In the forum thread on mollies below, how big is the tank that Chesh is waiting to finish cycling before moving the guppy into it?

**Reading text:**
┌──

I did a little research about the hole schooling thing after reading this and I tend to like your opinion. There are many differing opinions on molly's. Some say they are schooling fish and some say they are shoaling fish (like thier kind for social reasons only) I don't know though. My molly's are around each other a lot and rarely let eachother out of sight. I guess on schooling or shoaling or a loner fish you have to base it off of experience and what you believe. Great information.


----------



## Shirleythebetta (Jan 9, 2012)

Here's a Molly fact sheet posted to a betta site that addresses their size capability and what they are compatible with.
http://www.bettatrading.com.au/Molly-Fact-Sheet.php


----------



## Tikibirds (May 26, 2011)

*Goldfish and cycling...?*

whoops...hit wrong button


----------



## Chesh (Feb 17, 2012)

Shirleythebetta said:


> I did a little research about the hole schooling thing after reading this and I tend to like your opinion. There are many differing opinions on molly's. Some say they are schooling fish and some say they are shoaling fish (like thier kind for social reasons only) I don't know though. My molly's are around each other a lot and rarely let eachother out of sight. I guess on schooling or shoaling or a loner fish you have to base it off of experience and what you believe. Great information.


This is taking it totally away from the original topic, but I guess that, since Mollies are so close to guppies, they act very similarly. I've read that guppies are considered shoaling fish, rather than schooling (this also seems to be under some debate - hard to find true information online sometimes) I originally had one molly in the tank, and she seemed perfectly fine by herself. I also had a small 'school' of guppies. All the guppies died but for one (I was a newbie who had done NO research and tossed everyone in an uncycled tank - learned a LOT since then!), and she is definitely has NOT been the same since. She hangs out with the mollies sometimes, but the rest of the time she hides herself away. She isn't as happy without others like her, and I can't wait until my 10 gallon tank is cycled enough to move in there with a few guppy friends! Now that there are two of them, my mollies also spend all of their time together. They chase and play, but they don't act like the neons did. THEY stuck together like GLUE. It's interesting stuff, and I have so much to learn!


----------



## Shirleythebetta (Jan 9, 2012)

Chesherca said:


> This is taking it totally away from the original topic, but I guess that, since Mollies are so close to guppies, they act very similarly. I've read that guppies are considered shoaling fish, rather than schooling (this also seems to be under some debate - hard to find true information online sometimes) I originally had one molly in the tank, and she seemed perfectly fine by herself. I also had a small 'school' of guppies. All the guppies died but for one (I was a newbie who had done NO research and tossed everyone in an uncycled tank - learned a LOT since then!), and she is definitely has NOT been the same since. She hangs out with the mollies sometimes, but the rest of the time she hides herself away. She isn't as happy without others like her, and I can't wait until my 10 gallon tank is cycled enough to move in there with a few guppy friends! Now that there are two of them, my mollies also spend all of their time together. They chase and play, but they don't act like the neons did. THEY stuck together like GLUE. It's interesting stuff, and I have so much to learn!

└──

**Items:**
┌──

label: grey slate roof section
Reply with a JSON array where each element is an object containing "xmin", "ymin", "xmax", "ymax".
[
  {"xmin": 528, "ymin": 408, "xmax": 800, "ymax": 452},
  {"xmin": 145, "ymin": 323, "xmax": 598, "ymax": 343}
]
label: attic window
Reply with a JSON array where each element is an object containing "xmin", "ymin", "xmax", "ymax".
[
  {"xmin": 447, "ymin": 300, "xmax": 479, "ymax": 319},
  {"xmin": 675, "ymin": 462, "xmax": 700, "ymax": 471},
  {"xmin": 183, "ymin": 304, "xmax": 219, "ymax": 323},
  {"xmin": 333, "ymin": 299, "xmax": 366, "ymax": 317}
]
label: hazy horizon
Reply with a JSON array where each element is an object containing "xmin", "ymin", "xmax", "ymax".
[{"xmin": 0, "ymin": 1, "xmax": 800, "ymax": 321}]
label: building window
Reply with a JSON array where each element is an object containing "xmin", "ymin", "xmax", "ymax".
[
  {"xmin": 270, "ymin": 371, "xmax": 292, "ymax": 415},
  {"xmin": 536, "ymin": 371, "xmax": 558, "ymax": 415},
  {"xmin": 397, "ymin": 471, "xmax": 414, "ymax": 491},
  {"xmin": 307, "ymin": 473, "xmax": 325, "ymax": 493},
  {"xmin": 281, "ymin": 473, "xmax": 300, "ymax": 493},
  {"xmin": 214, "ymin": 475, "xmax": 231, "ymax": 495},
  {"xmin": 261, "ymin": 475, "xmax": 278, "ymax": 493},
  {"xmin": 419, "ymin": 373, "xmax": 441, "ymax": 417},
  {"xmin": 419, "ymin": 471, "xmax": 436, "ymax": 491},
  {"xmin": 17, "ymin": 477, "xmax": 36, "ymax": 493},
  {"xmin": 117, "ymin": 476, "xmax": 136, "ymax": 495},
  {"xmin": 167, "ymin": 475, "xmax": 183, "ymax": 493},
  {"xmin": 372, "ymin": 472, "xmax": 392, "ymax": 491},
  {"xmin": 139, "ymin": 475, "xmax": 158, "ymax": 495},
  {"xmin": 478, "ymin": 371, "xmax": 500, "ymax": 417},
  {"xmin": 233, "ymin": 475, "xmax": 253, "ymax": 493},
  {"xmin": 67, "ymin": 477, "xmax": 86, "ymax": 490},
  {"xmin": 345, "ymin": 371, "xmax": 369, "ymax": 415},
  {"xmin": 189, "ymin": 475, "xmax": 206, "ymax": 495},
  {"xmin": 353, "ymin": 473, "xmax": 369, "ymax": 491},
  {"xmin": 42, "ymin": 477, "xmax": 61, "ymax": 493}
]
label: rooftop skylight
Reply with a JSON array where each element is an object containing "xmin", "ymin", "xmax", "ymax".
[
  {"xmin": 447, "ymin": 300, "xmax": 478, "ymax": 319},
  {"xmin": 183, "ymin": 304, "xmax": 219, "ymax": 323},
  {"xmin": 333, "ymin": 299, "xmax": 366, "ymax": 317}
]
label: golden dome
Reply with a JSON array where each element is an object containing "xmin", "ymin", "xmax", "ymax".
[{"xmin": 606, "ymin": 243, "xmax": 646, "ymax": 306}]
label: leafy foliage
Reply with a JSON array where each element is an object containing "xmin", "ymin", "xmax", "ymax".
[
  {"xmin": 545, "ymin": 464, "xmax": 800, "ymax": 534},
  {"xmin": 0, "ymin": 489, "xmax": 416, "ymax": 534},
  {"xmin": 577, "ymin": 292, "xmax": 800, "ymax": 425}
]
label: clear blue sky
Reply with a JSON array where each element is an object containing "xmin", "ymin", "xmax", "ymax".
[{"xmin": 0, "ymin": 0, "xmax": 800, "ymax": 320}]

└──

**Result:**
10 gallons.